:: Records for the task
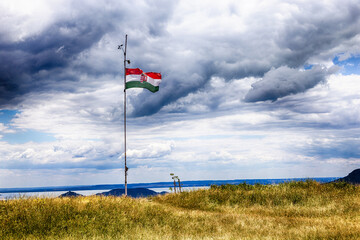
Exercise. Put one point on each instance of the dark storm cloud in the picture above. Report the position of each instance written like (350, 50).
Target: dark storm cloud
(283, 81)
(21, 63)
(43, 60)
(268, 47)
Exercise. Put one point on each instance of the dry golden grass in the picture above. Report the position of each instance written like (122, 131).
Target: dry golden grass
(304, 210)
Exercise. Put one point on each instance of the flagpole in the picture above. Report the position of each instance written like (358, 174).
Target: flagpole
(126, 169)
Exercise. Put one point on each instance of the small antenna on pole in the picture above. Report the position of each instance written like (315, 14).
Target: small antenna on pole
(126, 61)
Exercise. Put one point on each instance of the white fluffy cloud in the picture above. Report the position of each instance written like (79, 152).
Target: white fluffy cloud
(64, 76)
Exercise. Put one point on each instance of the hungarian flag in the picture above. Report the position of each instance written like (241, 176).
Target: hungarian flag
(135, 77)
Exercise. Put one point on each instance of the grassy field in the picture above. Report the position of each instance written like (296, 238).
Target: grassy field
(295, 210)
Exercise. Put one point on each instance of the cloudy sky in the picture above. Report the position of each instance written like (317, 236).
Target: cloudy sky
(250, 89)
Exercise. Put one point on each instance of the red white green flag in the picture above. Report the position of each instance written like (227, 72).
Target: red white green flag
(136, 78)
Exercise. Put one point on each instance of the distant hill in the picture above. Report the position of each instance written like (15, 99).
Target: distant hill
(353, 177)
(70, 194)
(132, 192)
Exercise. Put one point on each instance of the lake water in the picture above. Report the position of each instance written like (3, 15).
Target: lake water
(157, 187)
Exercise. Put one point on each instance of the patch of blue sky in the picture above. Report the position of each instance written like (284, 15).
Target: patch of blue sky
(350, 65)
(6, 115)
(308, 66)
(21, 137)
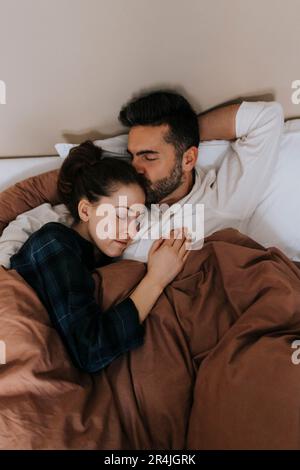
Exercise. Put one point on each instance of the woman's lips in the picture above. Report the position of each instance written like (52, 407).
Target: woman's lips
(123, 242)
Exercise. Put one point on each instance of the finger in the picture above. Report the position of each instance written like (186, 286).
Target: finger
(170, 239)
(186, 255)
(180, 241)
(183, 249)
(156, 245)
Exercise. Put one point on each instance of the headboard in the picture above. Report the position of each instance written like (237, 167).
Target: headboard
(67, 66)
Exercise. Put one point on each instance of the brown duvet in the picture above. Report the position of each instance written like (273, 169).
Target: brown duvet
(215, 371)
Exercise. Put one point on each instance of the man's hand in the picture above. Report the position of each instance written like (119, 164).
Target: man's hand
(218, 124)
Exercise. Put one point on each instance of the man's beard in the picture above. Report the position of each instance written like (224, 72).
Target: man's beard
(156, 192)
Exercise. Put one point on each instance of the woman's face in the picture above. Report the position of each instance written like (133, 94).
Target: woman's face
(113, 220)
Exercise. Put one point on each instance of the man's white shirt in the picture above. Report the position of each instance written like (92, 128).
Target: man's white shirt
(229, 195)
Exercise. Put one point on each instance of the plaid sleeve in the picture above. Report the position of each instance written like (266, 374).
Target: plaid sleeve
(93, 338)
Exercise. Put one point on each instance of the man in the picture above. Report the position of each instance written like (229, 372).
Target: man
(164, 134)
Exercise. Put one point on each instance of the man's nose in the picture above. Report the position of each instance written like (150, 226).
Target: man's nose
(138, 165)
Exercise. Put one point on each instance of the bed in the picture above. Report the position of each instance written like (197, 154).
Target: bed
(213, 373)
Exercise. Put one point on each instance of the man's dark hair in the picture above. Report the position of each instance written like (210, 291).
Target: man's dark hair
(164, 107)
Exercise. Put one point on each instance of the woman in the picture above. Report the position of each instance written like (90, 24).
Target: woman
(57, 261)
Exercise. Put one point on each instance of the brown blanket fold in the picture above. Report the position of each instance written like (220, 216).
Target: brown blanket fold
(215, 370)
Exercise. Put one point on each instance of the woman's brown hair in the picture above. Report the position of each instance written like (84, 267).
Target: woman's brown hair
(86, 173)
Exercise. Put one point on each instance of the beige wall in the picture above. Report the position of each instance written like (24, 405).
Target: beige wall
(69, 65)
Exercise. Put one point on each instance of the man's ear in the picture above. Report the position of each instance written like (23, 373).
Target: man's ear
(189, 159)
(84, 208)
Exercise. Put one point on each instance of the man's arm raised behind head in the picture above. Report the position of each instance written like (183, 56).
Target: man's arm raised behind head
(218, 124)
(26, 195)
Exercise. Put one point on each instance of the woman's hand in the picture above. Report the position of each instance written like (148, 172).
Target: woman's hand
(167, 257)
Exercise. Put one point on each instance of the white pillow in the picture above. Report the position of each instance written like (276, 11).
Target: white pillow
(276, 220)
(117, 146)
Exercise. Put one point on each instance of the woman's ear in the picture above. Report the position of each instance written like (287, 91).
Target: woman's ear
(84, 209)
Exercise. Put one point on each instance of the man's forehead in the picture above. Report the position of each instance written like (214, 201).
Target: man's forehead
(146, 137)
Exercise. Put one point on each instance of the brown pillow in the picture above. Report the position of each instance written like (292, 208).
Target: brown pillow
(26, 195)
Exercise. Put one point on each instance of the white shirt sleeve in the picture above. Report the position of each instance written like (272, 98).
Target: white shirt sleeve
(249, 163)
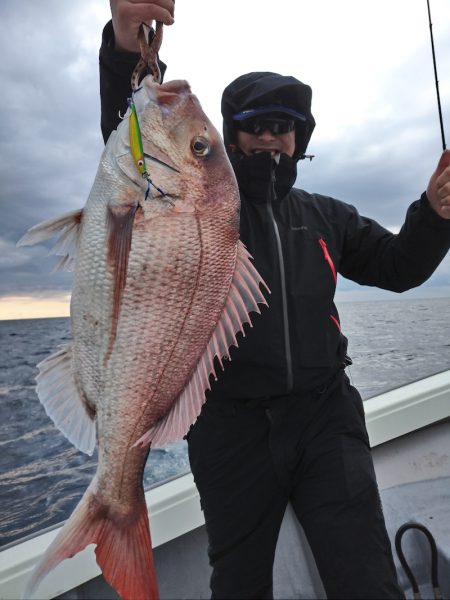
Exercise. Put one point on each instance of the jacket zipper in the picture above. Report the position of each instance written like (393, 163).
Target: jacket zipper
(287, 339)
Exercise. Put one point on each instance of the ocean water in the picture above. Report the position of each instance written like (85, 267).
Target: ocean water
(42, 477)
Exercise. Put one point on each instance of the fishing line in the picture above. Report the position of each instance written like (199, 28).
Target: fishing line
(436, 77)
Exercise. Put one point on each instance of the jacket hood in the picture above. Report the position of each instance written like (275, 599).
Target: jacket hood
(264, 88)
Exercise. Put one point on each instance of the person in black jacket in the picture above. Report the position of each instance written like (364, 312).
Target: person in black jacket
(282, 423)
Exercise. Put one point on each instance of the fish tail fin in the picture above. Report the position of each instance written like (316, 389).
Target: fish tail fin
(124, 551)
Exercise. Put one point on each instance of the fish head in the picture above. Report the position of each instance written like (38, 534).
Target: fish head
(185, 159)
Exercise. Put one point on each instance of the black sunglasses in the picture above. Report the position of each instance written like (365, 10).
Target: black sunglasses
(257, 125)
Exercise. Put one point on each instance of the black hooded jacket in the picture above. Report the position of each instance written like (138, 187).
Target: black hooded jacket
(299, 242)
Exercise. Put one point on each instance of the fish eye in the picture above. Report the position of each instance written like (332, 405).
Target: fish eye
(200, 146)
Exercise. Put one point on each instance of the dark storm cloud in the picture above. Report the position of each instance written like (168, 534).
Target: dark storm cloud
(49, 135)
(50, 140)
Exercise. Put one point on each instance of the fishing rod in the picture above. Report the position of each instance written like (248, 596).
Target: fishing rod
(435, 77)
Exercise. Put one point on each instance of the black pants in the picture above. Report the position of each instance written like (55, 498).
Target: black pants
(249, 459)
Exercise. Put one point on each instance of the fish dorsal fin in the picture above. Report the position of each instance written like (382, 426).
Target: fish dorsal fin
(244, 296)
(63, 402)
(67, 228)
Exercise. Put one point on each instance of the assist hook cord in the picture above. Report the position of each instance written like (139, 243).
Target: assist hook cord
(147, 63)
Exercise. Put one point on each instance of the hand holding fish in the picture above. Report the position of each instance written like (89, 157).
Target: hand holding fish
(438, 191)
(127, 16)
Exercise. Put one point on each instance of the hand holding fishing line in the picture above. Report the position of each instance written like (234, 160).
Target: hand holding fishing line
(128, 15)
(438, 191)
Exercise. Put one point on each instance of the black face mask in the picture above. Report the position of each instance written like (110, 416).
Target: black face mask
(257, 125)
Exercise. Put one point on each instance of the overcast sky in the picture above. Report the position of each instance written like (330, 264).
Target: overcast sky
(376, 142)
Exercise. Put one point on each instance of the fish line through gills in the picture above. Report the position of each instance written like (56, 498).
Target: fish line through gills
(161, 288)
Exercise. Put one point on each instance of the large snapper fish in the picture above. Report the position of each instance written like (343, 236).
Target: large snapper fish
(162, 285)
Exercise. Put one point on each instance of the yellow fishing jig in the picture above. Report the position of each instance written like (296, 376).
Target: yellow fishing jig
(137, 149)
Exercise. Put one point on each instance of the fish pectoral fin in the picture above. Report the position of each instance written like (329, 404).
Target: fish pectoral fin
(63, 401)
(243, 297)
(67, 228)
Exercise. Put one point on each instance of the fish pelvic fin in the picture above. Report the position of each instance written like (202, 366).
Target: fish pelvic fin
(64, 402)
(244, 297)
(67, 229)
(123, 551)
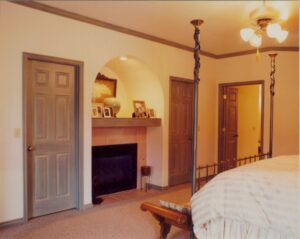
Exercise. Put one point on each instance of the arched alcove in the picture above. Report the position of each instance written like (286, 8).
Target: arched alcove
(134, 81)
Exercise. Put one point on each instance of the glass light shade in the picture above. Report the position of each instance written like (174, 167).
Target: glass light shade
(273, 30)
(282, 36)
(246, 33)
(255, 40)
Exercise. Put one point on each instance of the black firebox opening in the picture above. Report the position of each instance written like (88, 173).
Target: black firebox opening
(114, 169)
::::
◆ **Work to complete**:
An exact copy is required of the lines from the start of the records above through the line with "Exercise. Put one point on each instance of the hungarian", and only those, without any pictures.

◆ **Exercise output**:
Exercise. Put one point on each instance of the dark storm cloud in the picture above. Report the position of each instance written like (350, 50).
Target: dark storm cloud
(283, 81)
(21, 63)
(43, 60)
(268, 47)
Exercise. Put one point on each instance of the dry golden grass in the picture above. Report the position of each instance written like (122, 131).
Target: dry golden grass
(304, 210)
Exercise. Put one point on each instance of the flagpole in the picture above. Report the position of each instance written like (358, 174).
Target: flagpole
(126, 169)
Exercise. Put one point on each instance of the small antenna on pole in the picture above. Report the position of each instance written like (315, 14).
Target: small antenna on pole
(126, 61)
Exercise. Put one point on each instance of the white fluffy cloud in the picture above. Report the position of each instance written like (79, 152).
Target: white fluffy cloud
(64, 76)
Exercise. Put one point on each instance of the hungarian flag in the picture above. Report the position of each instance written like (241, 176).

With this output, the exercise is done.